Extract to read

## Start

I would hate to lose some very long term friendships I have been blessed to have over the years ... I mean via FB communication ... because they weren't aware that I had a name change.

I have been giving deep thought to closing my FB account ... because I don't think that even with privacy settings, that anything is private amongst friends (and, family members ) anymore. The only reason I have delayed doing so, is because I want to make sure those who really want to stay touch with me at least have my email address. 

One of the things I have loved about FB ... is that it is the easiet way for sharing pictures. But, now it appears as though what we share often gets passed on to strangers we don't know. 

With that ... this is my thought about my appreciating Mag's thread for us ...

I feel just like Sue ... Snowball is my child. And, recently, someone tried to steal my identity. 

FB NEVER stops pushing for me to provide more personal information on my FB page ... and, THAT is getting very annoying. 

I would worry about people who are stealing our photos (and, yes, I have seen Snowball's picture on several sites and even other forums) trying to steal our identity, too. If we list where we live, or give out too much other personal information about ourselves ... then what would stop someone, who uses our fluff's pictures, without permission (I am speaking in general here, with names) ... from trying to find out from Google exactly where we live ... and, then try to steal our beloved fluff babies. I know this sounds extreme ... but, I am just trying to think of ressons why people would use our pictures , without asking permission, on their FB pages.


----------



## *Tessa* (Nov 23, 2013)

What if we made an Instagram account for our fluffs? That way we could share photos with only people we choose. It's kind of an odd way of doing things, but if picture poachers become an issue what other options are there. I'd suggest watermarking, however that didn't seem to do anything this time.


Sent from Petguide.com Free App


----------



## pammy4501 (Aug 8, 2007)

## End

Provided material
## Start

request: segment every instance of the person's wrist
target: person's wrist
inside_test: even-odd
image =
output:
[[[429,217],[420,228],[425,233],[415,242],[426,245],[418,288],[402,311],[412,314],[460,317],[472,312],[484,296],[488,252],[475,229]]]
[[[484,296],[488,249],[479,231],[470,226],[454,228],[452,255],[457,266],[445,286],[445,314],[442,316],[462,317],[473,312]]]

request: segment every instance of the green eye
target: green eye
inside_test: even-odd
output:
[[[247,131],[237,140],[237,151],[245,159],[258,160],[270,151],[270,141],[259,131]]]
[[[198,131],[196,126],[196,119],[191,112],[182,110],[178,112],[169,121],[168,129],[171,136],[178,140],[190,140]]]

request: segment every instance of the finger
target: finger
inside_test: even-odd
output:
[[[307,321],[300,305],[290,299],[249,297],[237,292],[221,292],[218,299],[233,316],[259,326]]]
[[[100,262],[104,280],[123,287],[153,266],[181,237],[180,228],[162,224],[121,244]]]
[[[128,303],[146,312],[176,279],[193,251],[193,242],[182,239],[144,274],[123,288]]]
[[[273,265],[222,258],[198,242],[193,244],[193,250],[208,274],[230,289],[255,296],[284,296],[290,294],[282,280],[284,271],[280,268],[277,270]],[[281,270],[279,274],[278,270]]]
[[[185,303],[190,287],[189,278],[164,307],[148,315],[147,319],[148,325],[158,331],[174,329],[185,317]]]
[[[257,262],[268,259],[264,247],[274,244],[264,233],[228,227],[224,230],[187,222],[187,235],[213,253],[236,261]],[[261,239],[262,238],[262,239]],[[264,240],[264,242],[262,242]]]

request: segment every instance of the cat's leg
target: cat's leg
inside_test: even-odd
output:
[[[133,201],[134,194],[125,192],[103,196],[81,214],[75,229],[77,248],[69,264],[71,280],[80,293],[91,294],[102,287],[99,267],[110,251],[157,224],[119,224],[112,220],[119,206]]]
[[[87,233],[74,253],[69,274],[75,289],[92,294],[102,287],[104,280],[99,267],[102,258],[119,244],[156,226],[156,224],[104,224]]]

## End

Exercises to complete
[1] Answer these from the forum thread:
(a) What does the first poster want to be sure of before closing the FB account?
(b) What is the name of the first poster's pet?
(c) What kind of account does Tessa propose making for the fluffs?
[2] Write out the stretch of the forum thread from "I feel just" through "their FB pages.".
[3] In the forum thread, why has the first poster been thinking about closing the FB account?
The lines that come after the forum thread aren't needed here.

Responses per task
[1]
(a) That those who really want to stay in touch at least have the poster's email address.
(b) Snowball.
(c) An Instagram account.

[2]
I feel just like Sue ... Snowball is my child. And, recently, someone tried to steal my identity. 

FB NEVER stops pushing for me to provide more personal information on my FB page ... and, THAT is getting very annoying. 

I would worry about people who are stealing our photos (and, yes, I have seen Snowball's picture on several sites and even other forums) trying to steal our identity, too. If we list where we live, or give out too much other personal information about ourselves ... then what would stop someone, who uses our fluff's pictures, without permission (I am speaking in general here, with names) ... from trying to find out from Google exactly where we live ... and, then try to steal our beloved fluff babies. I know this sounds extreme ... but, I am just trying to think of ressons why people would use our pictures , without asking permission, on their FB pages.

[3] The poster doesn't think anything is private among friends and family members on FB anymore, even with privacy settings.